• _What is being asked_
Pick out every line in the listing below that contains the word "closet" and copy each of those lines.

** START **

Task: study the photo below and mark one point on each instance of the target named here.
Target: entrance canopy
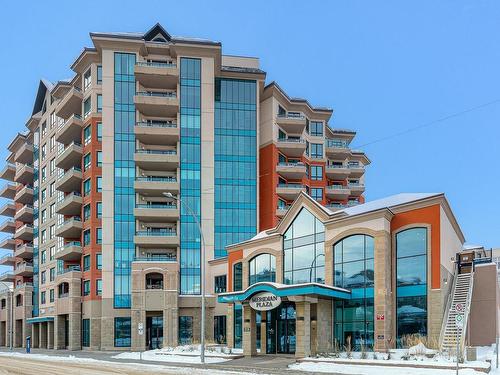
(284, 290)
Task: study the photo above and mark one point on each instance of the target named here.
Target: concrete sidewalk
(265, 364)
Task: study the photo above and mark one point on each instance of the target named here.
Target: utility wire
(430, 123)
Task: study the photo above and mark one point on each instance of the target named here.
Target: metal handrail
(157, 124)
(157, 64)
(157, 178)
(169, 94)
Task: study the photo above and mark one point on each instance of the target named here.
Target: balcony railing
(157, 232)
(336, 143)
(157, 205)
(157, 64)
(157, 152)
(157, 124)
(156, 179)
(291, 186)
(157, 258)
(169, 94)
(291, 140)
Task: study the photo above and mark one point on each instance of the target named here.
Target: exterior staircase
(461, 294)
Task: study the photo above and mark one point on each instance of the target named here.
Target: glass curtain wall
(354, 270)
(190, 163)
(304, 250)
(124, 194)
(235, 162)
(411, 288)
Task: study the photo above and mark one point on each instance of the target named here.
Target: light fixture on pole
(202, 276)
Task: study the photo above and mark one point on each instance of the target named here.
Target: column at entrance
(249, 331)
(303, 329)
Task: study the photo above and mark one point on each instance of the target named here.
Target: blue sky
(383, 66)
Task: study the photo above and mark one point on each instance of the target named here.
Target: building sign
(264, 301)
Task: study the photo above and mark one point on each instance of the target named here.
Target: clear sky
(384, 66)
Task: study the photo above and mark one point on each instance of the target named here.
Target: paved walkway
(265, 364)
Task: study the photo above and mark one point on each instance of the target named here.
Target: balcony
(292, 123)
(292, 171)
(337, 148)
(157, 132)
(8, 191)
(24, 174)
(8, 226)
(339, 192)
(8, 172)
(24, 251)
(282, 210)
(8, 243)
(7, 276)
(291, 147)
(70, 157)
(24, 232)
(25, 154)
(71, 205)
(8, 209)
(158, 75)
(71, 251)
(157, 237)
(156, 212)
(24, 195)
(356, 170)
(7, 260)
(289, 191)
(24, 269)
(70, 228)
(70, 104)
(356, 188)
(157, 104)
(70, 181)
(71, 130)
(25, 214)
(156, 185)
(157, 160)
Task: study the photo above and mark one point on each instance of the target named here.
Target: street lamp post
(10, 295)
(202, 281)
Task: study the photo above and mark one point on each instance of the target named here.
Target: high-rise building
(153, 135)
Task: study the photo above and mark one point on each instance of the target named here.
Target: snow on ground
(184, 354)
(123, 365)
(374, 370)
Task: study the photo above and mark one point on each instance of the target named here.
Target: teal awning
(283, 290)
(40, 319)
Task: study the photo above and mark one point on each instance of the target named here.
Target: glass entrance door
(281, 329)
(154, 332)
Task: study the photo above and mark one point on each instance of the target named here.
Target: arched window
(354, 270)
(237, 277)
(262, 268)
(154, 280)
(411, 283)
(304, 250)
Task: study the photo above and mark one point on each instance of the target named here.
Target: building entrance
(280, 328)
(154, 332)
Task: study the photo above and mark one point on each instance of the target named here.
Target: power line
(430, 123)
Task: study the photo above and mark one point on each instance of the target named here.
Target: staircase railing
(448, 306)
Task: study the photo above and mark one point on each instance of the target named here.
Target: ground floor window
(122, 332)
(220, 329)
(354, 323)
(238, 326)
(185, 330)
(86, 332)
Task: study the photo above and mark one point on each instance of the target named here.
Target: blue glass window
(411, 289)
(304, 250)
(262, 268)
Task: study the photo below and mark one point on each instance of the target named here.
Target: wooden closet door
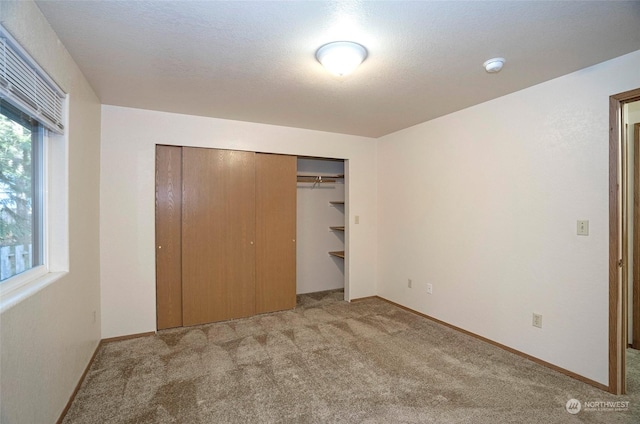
(275, 232)
(218, 235)
(168, 236)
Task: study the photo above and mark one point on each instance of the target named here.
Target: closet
(321, 224)
(225, 234)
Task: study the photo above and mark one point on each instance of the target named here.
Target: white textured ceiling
(254, 61)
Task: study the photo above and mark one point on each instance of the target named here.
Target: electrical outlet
(537, 320)
(583, 228)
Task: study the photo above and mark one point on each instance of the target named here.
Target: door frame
(635, 339)
(618, 295)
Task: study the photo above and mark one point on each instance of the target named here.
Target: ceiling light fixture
(494, 65)
(341, 57)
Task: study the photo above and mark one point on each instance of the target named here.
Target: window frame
(53, 161)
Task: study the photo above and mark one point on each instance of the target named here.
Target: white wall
(127, 199)
(483, 204)
(316, 270)
(49, 338)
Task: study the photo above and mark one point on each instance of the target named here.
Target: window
(21, 200)
(33, 176)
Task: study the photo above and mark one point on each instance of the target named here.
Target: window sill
(11, 296)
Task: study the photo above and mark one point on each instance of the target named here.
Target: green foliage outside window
(16, 190)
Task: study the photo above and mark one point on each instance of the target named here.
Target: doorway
(619, 264)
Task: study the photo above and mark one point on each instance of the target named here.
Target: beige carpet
(329, 361)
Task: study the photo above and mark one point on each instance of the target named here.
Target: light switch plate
(583, 227)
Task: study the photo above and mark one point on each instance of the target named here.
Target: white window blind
(25, 85)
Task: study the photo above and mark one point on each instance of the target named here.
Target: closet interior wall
(316, 269)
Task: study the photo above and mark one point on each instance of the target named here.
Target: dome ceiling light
(341, 57)
(494, 65)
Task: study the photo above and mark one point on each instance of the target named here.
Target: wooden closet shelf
(319, 178)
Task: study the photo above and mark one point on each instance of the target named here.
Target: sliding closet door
(218, 235)
(275, 232)
(168, 236)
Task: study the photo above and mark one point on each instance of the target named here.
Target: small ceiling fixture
(494, 65)
(341, 57)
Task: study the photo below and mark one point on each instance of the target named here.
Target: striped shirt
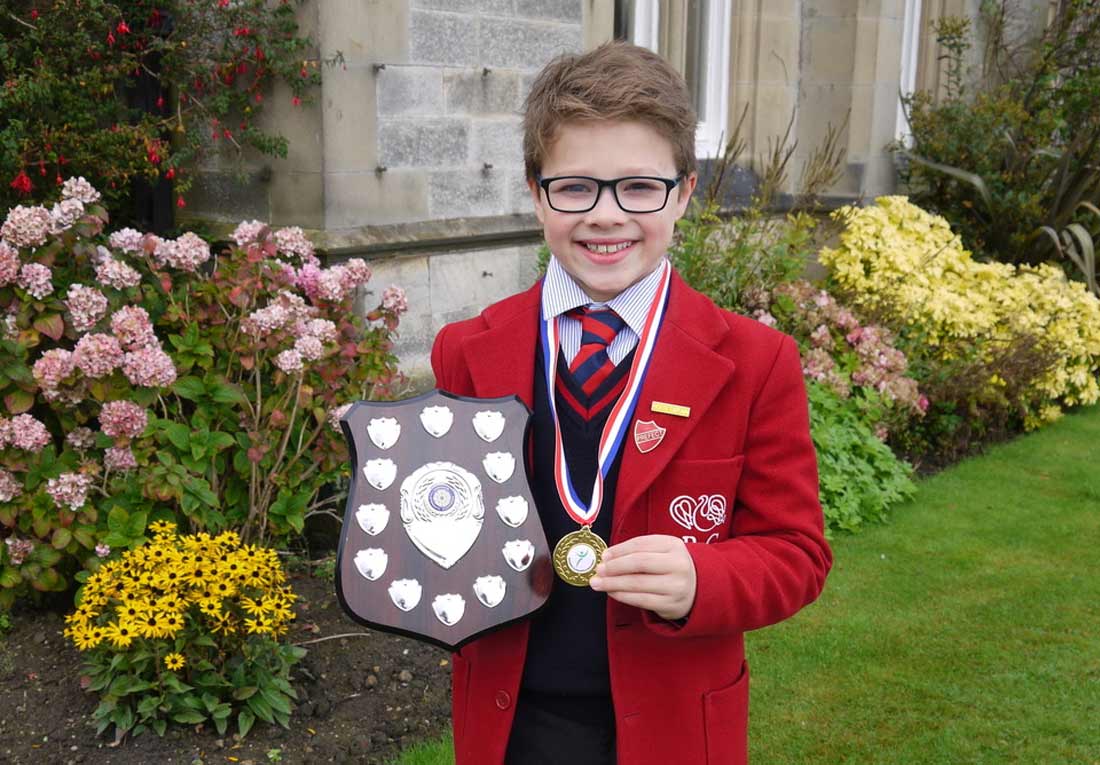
(560, 294)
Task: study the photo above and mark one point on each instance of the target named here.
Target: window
(701, 48)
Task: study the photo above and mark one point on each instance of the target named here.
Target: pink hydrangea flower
(9, 264)
(80, 438)
(309, 348)
(133, 328)
(25, 226)
(36, 280)
(64, 214)
(128, 240)
(122, 418)
(149, 367)
(79, 189)
(289, 361)
(117, 274)
(292, 241)
(97, 354)
(119, 458)
(52, 368)
(69, 489)
(248, 232)
(18, 549)
(9, 487)
(394, 301)
(188, 252)
(87, 305)
(25, 433)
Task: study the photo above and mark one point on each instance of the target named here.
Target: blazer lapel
(502, 359)
(684, 370)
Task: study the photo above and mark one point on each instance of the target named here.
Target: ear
(537, 198)
(683, 193)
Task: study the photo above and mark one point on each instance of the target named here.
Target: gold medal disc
(575, 556)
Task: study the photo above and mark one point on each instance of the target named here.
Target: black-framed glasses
(633, 193)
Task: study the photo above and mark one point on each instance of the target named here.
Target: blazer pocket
(693, 499)
(725, 720)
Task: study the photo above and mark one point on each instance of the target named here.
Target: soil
(362, 698)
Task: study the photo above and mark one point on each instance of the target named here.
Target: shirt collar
(561, 293)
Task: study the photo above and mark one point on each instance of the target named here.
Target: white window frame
(710, 134)
(906, 82)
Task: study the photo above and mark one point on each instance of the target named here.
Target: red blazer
(680, 692)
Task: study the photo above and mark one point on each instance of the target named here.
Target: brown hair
(614, 82)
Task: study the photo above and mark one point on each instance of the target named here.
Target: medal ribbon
(615, 429)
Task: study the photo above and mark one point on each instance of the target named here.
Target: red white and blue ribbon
(617, 424)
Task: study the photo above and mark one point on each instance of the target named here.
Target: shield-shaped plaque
(440, 539)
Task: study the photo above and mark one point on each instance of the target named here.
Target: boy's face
(606, 250)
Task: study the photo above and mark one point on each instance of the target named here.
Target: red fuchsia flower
(18, 549)
(119, 458)
(87, 306)
(289, 361)
(133, 328)
(26, 433)
(97, 354)
(9, 264)
(80, 438)
(150, 368)
(36, 280)
(69, 489)
(394, 301)
(9, 487)
(22, 183)
(122, 419)
(117, 274)
(25, 226)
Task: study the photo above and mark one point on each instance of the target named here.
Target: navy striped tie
(591, 365)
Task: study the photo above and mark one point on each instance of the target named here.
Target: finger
(648, 543)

** END **

• _Correct response_
Target: wooden closet door
Target: closet
Target: closet interior wall
Target: wooden closet shelf
Target: sliding closet door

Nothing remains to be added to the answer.